Given passage:
We thought that having orcas next to the quarantine berth the morning after arriving was such a cool welcoming gift but we were fortunate enough to spot them again on our way out of Opua. Needless to say we couldn’t believe our luck to have them visit our anchorage at Moturua island that same afternoon. Simply amazing and truly mesmerising watching a pod of orcas cruise around the bay and hunting for stingrays in the shallows. A very special welcome back to NZ and it made me almost forget about the drop in water temperature - ha ha, just kidding - I'm still getting used to the cold water ;-)
If the welcoming party of orcas wasn't enough to make us like the look of that anchorage, then a supply of fresh mussels just a short paddle away or the fact that the snappers were biting were sure to be enough to convince us we had found a pretty neat spot. There is a lovely little hike up the hill for some nice scenic views over the Bay of Islands and a stunning beach on the other side of the island.
We even got brave at one stage and dared to get wet going for a paddle on our kayaks to explore a close-by sandbank. Almost daily we had dolphins visiting the anchorage and the kids were both lucky enough to paddle around in the kayak when a pod of dolphins came up close to them. The experience of a lifetime really!!! Lucky for them I was already on the deck with a camera and could capture those special moments.

Entries taken from a collection:
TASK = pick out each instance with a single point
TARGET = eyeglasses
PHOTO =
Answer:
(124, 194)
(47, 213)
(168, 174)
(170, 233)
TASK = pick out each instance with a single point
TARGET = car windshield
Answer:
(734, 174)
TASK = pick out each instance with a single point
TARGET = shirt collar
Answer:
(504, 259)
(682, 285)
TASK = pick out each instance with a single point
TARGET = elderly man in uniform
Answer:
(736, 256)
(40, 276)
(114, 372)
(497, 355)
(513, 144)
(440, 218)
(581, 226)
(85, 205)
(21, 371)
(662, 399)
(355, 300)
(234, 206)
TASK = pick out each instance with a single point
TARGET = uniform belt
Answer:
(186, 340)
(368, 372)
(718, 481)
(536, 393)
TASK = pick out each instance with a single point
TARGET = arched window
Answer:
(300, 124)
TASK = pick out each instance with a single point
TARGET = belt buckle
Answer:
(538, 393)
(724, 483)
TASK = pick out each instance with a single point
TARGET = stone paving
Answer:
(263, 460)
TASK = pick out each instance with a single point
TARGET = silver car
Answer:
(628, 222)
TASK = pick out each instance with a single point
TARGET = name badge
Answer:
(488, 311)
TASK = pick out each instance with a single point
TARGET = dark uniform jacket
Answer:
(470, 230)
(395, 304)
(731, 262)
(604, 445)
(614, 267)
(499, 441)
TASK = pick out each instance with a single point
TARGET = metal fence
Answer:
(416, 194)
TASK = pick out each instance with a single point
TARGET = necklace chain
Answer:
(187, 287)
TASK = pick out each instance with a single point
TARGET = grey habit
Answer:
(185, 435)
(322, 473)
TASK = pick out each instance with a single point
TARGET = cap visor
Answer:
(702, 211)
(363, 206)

==

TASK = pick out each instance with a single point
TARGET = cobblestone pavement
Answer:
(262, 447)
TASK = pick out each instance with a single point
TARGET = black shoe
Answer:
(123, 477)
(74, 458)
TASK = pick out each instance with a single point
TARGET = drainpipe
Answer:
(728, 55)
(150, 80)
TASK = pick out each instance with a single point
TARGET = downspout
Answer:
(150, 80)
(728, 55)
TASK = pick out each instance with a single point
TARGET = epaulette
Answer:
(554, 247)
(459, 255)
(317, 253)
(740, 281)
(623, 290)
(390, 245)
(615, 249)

* * *

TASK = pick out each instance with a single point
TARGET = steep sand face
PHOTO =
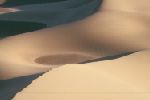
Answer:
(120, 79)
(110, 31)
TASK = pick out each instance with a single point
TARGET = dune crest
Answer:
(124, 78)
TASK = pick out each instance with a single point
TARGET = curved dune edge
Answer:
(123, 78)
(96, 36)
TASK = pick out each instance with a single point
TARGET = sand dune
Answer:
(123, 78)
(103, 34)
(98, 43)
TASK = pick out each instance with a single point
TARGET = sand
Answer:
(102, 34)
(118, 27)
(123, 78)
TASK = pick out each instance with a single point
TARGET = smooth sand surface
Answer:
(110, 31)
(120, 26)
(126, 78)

Objectives:
[A] In the Bay of Islands passage, what was the pod of orcas hunting for in the shallows?
[B] Continue the Bay of Islands passage from where it stops.

Answer list:
[A] Stingrays.

[B]
We departed Moturua a few days later, mostly for a quick shopping trip to Russel to stock up on some fresh supplies along with some more bait and fuel which is the easiest to obtain there. Russel was only a couple of hours away so we left in the morning, had a quick stroll around Russel while getting our supplies and left again to make our way to our new anchorage at Urupukapuka Island.
This was another picturesque anchorage with a number of fantastic walks and beautiful beaches to explore. It was nice to spend our last few days in the Bay of Islands here while waiting for the northerlies to arrive. There are so many stunning little anchorages in the Bay of Islands and most of them within a stone's throw of each other. We've been so lucky to witness and experience such an abundance of wildlife while we were there and certainly will be back to experience some more!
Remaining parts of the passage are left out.